> **What is asked**: Lay out the rows below, from the line containing "Q: Find one point on every instance of the shadow" up to and including the line containing "(1077, 242)", as a JSON list of strings, one string per line and no blank lines. Leave the pictures out of the answer.
☆ ☆ ☆ ☆ ☆ ☆ ☆
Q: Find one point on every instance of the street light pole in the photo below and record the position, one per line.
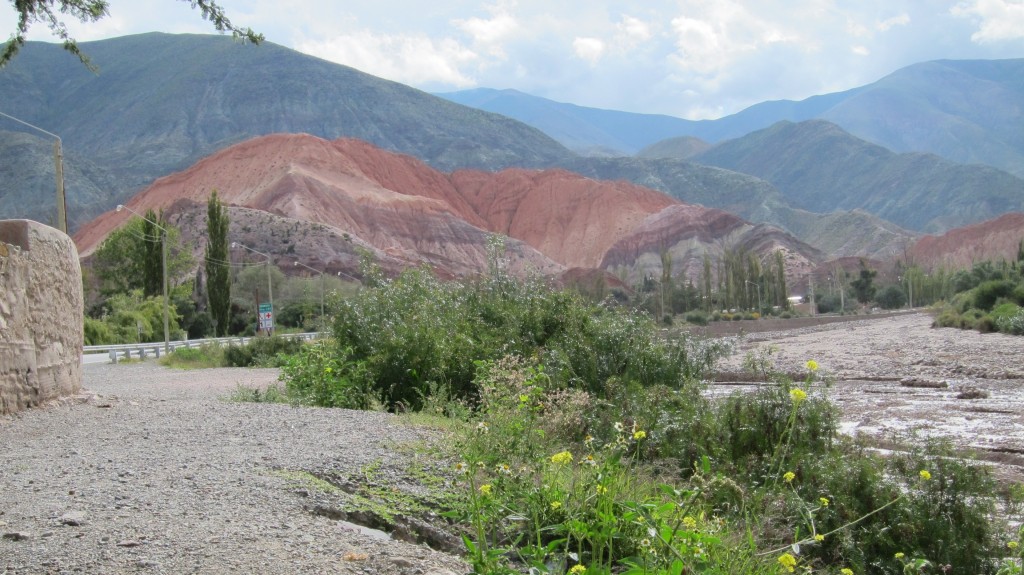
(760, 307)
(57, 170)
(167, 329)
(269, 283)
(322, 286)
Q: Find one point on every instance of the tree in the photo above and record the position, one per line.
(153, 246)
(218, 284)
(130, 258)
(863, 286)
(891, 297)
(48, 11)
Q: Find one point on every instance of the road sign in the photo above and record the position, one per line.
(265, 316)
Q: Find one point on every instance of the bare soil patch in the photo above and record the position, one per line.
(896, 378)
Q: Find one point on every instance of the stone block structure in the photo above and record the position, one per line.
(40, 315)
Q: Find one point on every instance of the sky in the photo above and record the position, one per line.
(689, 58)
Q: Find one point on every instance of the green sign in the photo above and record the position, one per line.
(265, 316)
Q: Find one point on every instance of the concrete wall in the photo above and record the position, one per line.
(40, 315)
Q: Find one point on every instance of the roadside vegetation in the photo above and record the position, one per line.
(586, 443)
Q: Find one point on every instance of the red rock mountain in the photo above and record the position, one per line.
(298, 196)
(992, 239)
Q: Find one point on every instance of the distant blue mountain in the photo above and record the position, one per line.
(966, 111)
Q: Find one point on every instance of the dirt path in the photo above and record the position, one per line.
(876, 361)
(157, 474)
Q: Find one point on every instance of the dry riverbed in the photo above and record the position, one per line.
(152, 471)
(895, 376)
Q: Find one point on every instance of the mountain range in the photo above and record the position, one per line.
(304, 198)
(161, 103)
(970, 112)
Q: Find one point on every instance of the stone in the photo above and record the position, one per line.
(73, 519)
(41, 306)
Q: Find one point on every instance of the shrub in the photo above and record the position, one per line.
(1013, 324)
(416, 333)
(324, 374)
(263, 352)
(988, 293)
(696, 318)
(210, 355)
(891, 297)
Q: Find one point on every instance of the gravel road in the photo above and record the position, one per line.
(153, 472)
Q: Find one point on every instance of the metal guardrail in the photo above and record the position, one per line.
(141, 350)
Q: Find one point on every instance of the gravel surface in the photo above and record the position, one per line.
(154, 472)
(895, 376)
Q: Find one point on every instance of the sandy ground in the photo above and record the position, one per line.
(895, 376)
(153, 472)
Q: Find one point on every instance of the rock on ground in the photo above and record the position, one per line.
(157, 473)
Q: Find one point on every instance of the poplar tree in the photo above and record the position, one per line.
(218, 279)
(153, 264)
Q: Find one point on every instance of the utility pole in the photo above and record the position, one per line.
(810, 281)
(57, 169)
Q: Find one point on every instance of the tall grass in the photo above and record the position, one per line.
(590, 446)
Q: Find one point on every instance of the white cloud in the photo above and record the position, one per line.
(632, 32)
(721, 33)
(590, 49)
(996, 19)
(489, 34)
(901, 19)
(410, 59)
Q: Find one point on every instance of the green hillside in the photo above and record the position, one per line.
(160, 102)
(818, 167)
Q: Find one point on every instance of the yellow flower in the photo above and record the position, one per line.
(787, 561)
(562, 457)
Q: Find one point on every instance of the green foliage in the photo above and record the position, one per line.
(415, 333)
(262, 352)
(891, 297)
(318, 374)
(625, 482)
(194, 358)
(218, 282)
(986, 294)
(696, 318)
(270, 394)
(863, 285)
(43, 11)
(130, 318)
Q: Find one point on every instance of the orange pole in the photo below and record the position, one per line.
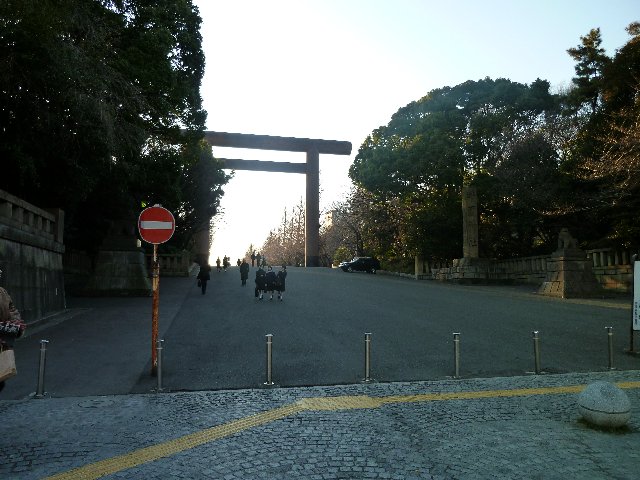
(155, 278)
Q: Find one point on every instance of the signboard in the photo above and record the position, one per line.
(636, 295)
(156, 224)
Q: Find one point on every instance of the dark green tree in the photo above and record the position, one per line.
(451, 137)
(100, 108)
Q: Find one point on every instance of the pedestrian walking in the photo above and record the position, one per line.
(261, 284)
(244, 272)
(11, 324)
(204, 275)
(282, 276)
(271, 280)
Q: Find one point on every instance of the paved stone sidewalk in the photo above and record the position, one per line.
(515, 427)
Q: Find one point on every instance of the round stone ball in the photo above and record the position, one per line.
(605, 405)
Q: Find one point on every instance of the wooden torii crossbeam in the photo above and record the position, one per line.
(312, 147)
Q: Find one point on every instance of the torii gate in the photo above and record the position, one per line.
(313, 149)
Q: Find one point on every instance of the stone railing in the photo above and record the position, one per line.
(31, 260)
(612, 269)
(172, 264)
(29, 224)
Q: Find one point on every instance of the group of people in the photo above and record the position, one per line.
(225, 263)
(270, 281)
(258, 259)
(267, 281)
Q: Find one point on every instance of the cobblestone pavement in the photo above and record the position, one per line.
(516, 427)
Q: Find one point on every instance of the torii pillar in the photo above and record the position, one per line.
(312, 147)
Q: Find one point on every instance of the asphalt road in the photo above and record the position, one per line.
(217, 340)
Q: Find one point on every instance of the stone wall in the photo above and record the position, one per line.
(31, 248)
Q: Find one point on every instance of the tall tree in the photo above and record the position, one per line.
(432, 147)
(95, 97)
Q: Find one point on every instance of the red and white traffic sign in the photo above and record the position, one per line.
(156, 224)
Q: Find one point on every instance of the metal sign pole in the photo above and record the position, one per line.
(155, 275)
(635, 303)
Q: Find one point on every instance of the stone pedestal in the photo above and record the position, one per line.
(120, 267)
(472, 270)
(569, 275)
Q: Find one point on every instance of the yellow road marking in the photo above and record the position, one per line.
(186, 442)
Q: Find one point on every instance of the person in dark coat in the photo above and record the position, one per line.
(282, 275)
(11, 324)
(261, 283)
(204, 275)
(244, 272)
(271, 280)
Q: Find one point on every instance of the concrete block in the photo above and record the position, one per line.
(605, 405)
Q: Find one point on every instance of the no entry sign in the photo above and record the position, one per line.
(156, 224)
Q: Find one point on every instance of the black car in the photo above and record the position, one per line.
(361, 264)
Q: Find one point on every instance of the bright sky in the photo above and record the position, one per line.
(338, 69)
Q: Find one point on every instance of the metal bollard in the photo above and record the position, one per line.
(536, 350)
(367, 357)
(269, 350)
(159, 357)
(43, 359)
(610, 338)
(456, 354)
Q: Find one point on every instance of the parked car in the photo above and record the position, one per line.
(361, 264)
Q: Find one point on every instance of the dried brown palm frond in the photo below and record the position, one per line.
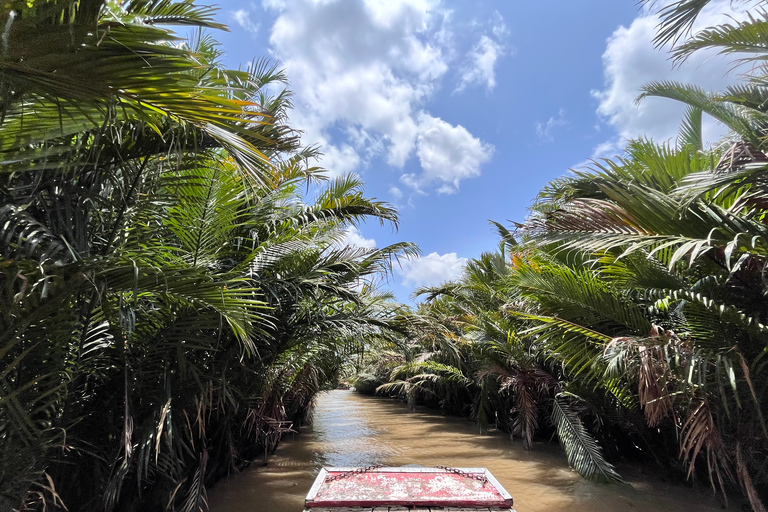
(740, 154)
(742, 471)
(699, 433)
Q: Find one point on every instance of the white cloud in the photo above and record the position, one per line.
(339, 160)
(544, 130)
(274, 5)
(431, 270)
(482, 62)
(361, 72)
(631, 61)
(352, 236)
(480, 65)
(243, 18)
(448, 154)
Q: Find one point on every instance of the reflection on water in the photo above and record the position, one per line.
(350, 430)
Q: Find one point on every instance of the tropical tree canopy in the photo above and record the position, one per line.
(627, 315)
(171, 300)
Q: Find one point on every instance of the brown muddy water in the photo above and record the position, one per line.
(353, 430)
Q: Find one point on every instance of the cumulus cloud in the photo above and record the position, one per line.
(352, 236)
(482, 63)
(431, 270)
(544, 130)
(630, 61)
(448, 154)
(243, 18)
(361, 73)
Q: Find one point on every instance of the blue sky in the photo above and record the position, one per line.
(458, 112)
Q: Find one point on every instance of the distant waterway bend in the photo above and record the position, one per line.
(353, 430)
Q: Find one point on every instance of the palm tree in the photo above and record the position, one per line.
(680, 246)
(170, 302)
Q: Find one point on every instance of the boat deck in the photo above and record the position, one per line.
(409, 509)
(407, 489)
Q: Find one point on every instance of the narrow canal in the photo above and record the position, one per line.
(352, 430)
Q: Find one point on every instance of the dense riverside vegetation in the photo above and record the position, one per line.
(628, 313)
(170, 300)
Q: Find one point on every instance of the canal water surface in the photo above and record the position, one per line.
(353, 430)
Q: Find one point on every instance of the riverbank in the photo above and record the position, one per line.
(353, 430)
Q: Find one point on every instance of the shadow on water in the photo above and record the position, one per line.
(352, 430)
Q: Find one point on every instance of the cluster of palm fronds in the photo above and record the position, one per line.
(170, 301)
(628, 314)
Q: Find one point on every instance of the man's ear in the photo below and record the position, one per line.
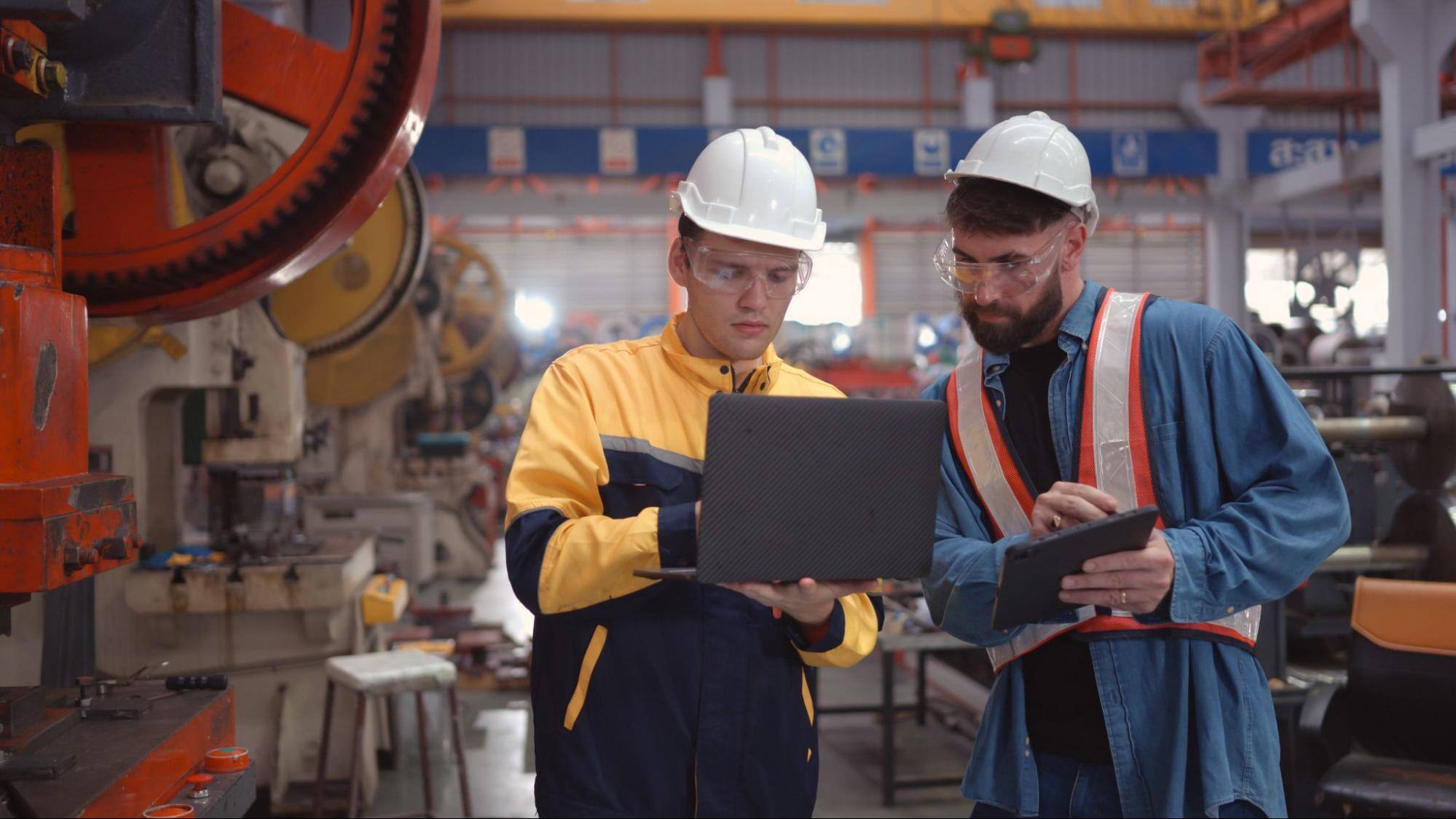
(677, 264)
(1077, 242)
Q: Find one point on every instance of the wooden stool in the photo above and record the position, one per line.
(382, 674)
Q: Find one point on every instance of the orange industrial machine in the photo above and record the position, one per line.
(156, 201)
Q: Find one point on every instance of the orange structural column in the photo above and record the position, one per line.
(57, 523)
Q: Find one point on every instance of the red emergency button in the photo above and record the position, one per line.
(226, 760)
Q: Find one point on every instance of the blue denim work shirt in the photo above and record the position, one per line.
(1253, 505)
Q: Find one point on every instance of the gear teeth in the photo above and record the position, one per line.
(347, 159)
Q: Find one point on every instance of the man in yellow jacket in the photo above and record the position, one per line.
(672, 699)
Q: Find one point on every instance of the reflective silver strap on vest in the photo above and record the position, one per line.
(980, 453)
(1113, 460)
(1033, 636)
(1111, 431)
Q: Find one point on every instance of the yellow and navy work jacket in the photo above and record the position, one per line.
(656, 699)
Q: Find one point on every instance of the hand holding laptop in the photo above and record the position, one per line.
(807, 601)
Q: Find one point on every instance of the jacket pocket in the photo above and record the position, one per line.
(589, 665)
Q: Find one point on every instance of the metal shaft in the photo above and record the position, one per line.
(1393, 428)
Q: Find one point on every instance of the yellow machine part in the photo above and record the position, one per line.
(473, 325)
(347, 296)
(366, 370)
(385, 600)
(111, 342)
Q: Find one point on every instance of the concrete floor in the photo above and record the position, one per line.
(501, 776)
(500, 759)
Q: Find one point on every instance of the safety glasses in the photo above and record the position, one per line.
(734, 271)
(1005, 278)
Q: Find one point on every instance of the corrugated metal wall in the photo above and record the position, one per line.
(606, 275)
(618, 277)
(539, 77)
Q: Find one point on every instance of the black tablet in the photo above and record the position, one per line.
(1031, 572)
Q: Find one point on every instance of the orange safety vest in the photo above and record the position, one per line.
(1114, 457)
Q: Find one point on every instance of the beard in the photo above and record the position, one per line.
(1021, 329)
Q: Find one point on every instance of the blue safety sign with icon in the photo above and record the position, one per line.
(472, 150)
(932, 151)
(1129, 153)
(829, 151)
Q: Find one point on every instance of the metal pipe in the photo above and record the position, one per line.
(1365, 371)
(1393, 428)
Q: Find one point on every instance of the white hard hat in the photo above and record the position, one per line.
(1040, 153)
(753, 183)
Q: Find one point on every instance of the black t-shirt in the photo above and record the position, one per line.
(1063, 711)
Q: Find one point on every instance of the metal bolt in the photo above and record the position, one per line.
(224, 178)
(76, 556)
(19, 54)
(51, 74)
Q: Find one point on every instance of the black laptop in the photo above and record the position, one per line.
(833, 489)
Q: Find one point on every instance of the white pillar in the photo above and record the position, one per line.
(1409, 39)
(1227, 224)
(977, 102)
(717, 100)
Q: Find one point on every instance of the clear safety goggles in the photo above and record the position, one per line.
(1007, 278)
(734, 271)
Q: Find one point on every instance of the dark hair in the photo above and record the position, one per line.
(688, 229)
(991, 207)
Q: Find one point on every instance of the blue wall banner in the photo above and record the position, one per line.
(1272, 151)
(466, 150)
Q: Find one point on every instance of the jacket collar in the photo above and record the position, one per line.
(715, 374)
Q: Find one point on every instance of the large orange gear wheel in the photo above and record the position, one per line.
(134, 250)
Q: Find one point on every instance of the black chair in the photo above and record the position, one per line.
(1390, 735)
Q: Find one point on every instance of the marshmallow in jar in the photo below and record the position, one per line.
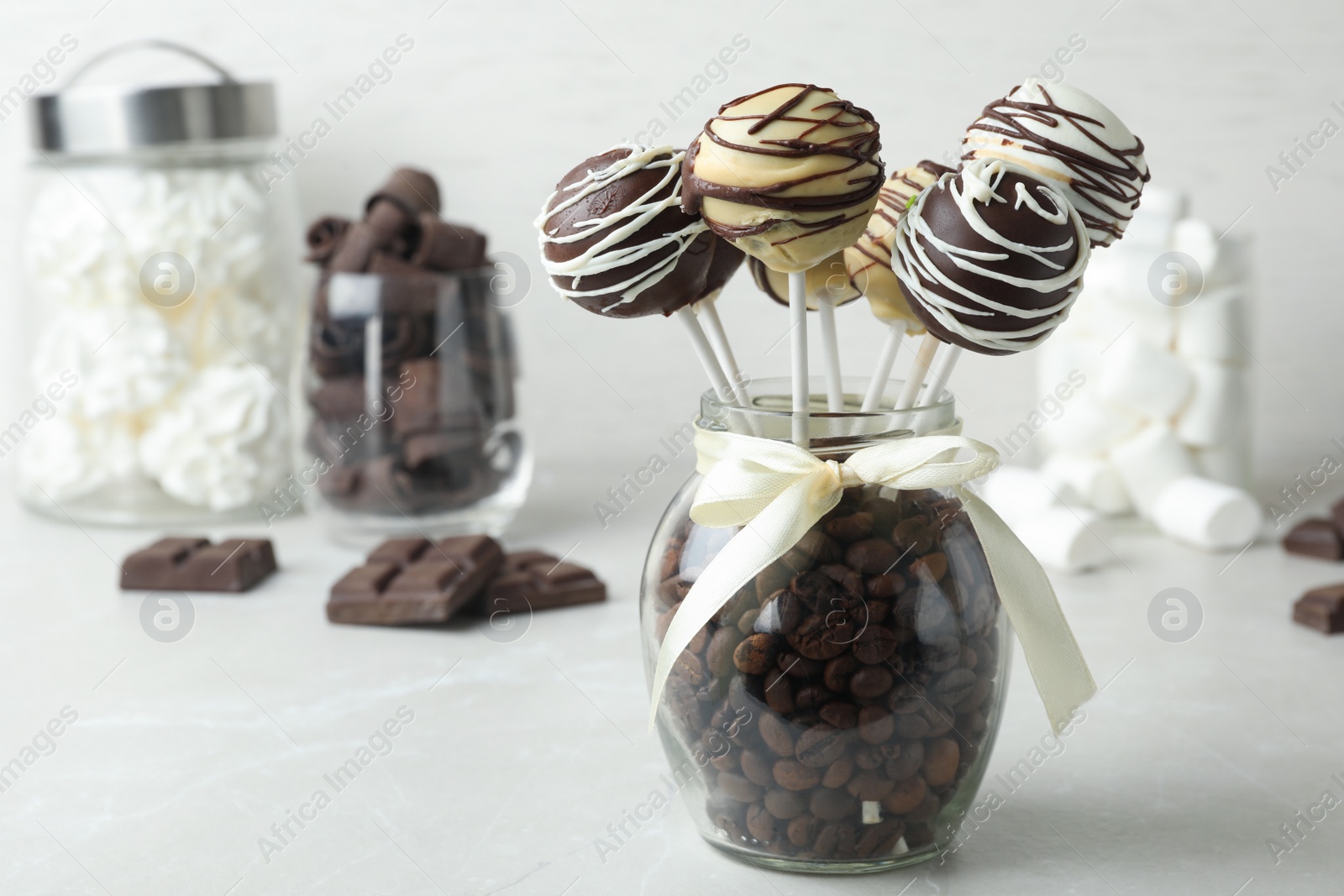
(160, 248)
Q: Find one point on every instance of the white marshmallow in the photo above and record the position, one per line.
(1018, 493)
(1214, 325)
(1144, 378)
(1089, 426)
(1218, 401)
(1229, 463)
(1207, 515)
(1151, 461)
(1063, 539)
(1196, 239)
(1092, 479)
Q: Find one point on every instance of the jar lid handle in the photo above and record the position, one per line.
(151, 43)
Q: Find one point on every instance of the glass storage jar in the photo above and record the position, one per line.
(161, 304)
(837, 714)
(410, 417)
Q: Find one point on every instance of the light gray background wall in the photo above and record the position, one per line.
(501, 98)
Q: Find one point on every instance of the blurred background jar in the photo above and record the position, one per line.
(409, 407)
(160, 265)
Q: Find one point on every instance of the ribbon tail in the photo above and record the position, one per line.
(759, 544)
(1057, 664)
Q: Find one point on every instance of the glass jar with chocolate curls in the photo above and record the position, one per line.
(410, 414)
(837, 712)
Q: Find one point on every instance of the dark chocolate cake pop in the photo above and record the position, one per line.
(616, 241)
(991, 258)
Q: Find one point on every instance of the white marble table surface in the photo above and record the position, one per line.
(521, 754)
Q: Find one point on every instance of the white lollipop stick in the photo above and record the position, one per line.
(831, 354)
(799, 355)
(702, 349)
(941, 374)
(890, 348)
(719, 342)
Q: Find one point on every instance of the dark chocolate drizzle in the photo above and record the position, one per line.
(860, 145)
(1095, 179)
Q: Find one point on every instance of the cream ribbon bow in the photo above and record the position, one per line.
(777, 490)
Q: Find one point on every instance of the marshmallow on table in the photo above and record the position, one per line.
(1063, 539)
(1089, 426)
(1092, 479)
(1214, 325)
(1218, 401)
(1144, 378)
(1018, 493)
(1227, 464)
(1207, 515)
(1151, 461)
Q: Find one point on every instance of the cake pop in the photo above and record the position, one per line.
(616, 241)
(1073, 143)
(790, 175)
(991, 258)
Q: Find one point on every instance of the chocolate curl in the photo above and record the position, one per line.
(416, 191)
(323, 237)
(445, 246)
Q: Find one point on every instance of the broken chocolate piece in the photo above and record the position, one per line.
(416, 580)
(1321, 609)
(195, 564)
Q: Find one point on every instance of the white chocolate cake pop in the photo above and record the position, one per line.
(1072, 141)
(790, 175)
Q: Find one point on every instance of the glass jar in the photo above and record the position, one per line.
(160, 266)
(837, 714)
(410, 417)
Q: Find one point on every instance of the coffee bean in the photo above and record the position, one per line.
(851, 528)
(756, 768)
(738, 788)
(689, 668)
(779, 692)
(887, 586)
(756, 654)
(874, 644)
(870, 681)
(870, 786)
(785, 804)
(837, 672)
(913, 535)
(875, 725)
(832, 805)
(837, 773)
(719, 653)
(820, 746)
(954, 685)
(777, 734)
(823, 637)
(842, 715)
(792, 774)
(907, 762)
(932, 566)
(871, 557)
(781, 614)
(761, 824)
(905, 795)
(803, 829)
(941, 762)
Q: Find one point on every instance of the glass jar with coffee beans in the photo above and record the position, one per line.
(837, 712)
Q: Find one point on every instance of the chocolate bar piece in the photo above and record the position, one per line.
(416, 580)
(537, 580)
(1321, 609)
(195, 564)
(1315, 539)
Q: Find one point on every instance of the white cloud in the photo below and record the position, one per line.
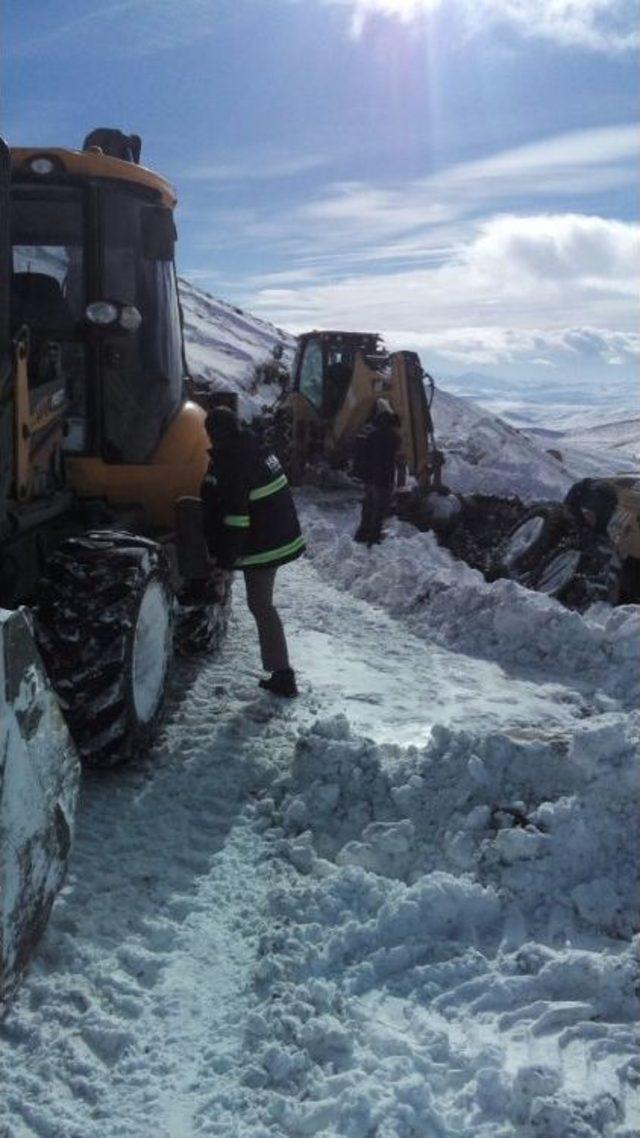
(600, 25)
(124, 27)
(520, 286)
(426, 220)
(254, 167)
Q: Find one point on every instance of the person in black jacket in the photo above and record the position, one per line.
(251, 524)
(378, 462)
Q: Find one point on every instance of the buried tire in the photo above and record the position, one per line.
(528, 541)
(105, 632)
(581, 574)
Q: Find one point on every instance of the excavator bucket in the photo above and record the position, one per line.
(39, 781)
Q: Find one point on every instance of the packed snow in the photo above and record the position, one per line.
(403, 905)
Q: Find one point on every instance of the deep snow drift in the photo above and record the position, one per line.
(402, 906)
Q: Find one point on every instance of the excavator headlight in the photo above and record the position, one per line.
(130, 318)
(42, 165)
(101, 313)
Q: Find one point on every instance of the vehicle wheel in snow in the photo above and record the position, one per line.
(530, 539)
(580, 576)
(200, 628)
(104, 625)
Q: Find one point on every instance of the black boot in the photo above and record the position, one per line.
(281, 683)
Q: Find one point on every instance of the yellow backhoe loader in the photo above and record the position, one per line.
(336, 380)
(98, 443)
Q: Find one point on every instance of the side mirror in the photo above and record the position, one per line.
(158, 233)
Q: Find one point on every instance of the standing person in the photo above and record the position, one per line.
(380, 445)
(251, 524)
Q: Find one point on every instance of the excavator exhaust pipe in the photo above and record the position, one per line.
☆ ☆ ☆ ☆ ☆ ☆ ☆
> **Worked answer**:
[
  "Q: Find one point on every instance of the shadow on water in the photo above and record the position, one per line.",
  "(352, 430)",
  "Q: Find one point on every instance of the cluster of palm fronds in the photo above and record the position, one per line.",
  "(170, 301)",
  "(628, 314)",
  "Q: Find one point on every instance of the man's ear in the photo below and record the position, one per line.",
  "(677, 264)",
  "(1077, 242)"
]